Short task:
Swap "photograph" for "image" everywhere in the data below and change nothing else. Leave the pictures out when you give the lines back.

Information given:
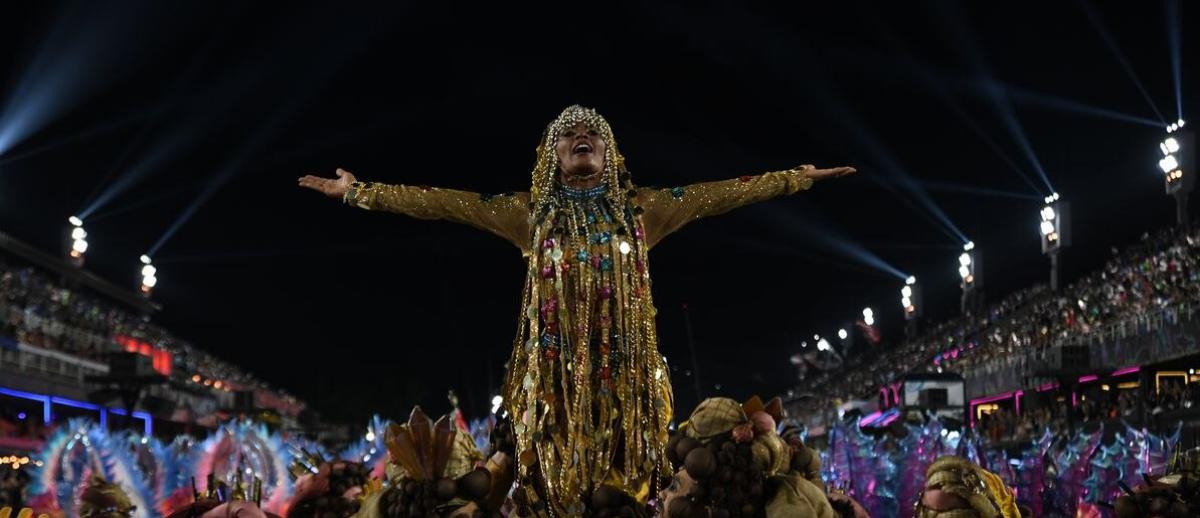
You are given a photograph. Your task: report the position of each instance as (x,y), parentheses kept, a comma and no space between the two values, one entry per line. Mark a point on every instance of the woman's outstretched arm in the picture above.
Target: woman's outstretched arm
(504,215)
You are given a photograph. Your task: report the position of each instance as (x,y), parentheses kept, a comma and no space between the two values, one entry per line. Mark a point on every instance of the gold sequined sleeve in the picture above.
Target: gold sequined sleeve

Exercise result:
You are given a image. Your task: report the position of each instance as (x,y), parentheses kept, a comma and no space between the two values, one entry per line. Mark a point on every instance of the woman's outstretched arm in the picture above.
Target: woman's outstretched arm
(504,215)
You are given a image. Your task: report the position of each instance as (x,y), parentheses kept, a comma and no space between the two values, one entry per line. Mark a point on every instance of the gold sequined sleeve in the picture above.
Target: gold sequined sleeve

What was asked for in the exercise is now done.